[START Material for the task]

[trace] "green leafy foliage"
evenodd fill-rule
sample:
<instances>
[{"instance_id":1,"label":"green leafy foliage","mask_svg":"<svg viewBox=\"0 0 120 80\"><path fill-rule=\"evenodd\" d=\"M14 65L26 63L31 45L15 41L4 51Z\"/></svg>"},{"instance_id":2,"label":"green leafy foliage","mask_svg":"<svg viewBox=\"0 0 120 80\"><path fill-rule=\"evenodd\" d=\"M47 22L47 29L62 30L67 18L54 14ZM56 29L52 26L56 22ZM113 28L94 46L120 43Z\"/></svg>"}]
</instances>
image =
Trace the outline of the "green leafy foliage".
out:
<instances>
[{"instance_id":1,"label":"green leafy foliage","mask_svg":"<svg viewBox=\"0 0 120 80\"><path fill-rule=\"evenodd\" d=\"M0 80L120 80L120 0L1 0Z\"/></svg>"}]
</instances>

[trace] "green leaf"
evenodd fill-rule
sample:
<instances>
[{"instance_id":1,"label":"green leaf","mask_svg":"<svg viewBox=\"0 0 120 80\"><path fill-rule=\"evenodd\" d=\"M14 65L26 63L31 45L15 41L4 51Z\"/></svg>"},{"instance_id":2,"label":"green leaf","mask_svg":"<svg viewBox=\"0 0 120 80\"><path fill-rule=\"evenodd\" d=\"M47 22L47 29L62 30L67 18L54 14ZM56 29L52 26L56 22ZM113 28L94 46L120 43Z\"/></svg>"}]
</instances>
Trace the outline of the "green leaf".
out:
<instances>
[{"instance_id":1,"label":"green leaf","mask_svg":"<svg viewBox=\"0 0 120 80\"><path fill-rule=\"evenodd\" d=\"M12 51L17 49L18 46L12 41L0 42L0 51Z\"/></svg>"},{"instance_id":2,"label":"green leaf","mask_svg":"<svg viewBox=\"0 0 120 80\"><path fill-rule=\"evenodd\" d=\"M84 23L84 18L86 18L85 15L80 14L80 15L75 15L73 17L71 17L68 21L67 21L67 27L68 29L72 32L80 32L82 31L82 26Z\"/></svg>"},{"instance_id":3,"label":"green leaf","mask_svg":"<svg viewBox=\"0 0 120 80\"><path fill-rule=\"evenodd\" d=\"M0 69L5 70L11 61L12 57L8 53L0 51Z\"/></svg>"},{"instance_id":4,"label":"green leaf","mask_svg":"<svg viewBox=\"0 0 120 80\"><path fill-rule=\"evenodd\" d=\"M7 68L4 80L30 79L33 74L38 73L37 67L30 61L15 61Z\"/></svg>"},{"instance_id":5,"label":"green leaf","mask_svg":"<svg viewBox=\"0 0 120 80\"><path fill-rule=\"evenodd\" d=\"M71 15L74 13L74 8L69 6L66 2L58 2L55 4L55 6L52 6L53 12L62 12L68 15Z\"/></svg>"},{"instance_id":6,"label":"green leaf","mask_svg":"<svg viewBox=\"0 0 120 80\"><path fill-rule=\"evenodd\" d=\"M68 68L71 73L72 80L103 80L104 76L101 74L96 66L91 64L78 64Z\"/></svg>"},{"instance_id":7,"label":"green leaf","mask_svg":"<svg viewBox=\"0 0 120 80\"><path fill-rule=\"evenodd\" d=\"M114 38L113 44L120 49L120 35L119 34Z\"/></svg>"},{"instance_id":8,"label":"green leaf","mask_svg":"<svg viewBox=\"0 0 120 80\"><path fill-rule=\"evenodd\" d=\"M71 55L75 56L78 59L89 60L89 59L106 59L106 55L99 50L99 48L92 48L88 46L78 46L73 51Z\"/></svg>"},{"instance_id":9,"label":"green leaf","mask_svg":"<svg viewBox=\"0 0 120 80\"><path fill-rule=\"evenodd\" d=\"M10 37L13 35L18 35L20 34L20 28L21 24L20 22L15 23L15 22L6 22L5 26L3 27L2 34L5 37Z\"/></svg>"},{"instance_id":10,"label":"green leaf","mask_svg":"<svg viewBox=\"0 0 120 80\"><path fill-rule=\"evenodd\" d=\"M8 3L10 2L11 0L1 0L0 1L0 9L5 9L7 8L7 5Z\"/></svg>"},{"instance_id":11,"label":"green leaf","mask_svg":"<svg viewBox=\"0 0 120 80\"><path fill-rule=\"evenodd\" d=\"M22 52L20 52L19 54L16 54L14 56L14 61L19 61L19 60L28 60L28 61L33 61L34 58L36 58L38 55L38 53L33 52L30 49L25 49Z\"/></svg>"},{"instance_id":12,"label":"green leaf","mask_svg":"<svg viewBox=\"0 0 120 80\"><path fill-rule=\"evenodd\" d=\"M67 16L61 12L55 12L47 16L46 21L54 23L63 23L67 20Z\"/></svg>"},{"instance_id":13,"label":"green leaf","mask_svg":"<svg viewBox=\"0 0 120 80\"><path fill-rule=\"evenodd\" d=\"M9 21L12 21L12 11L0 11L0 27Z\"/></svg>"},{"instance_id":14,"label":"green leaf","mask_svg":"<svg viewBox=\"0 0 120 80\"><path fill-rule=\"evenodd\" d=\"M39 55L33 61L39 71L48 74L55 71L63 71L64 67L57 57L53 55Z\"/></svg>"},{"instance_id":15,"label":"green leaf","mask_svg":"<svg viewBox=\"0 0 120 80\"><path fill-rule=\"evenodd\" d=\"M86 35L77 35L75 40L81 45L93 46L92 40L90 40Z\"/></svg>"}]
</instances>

[END Material for the task]
[START Material for the task]

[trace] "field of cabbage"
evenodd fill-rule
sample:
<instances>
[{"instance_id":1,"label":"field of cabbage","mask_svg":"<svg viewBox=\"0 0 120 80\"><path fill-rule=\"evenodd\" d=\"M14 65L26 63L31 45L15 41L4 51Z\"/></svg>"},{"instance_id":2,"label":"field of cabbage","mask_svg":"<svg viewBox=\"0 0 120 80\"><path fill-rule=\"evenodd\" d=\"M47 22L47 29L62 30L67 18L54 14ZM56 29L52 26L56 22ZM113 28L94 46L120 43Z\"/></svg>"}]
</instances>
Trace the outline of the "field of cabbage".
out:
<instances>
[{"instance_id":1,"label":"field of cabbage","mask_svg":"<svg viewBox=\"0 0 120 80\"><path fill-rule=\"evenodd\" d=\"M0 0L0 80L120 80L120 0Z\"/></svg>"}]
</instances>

[END Material for the task]

* Task to carry out *
Return each line of the data above that contains the word "foliage". Case counts.

* Final answer *
[trace] "green leafy foliage"
[{"instance_id":1,"label":"green leafy foliage","mask_svg":"<svg viewBox=\"0 0 120 80\"><path fill-rule=\"evenodd\" d=\"M14 65L26 63L31 45L15 41L4 51Z\"/></svg>"},{"instance_id":2,"label":"green leafy foliage","mask_svg":"<svg viewBox=\"0 0 120 80\"><path fill-rule=\"evenodd\" d=\"M47 22L47 29L62 30L67 18L54 14ZM56 29L52 26L56 22ZM113 28L94 46L120 43Z\"/></svg>"}]
Trace the outline of the "green leafy foliage".
[{"instance_id":1,"label":"green leafy foliage","mask_svg":"<svg viewBox=\"0 0 120 80\"><path fill-rule=\"evenodd\" d=\"M0 80L120 80L120 0L1 0Z\"/></svg>"}]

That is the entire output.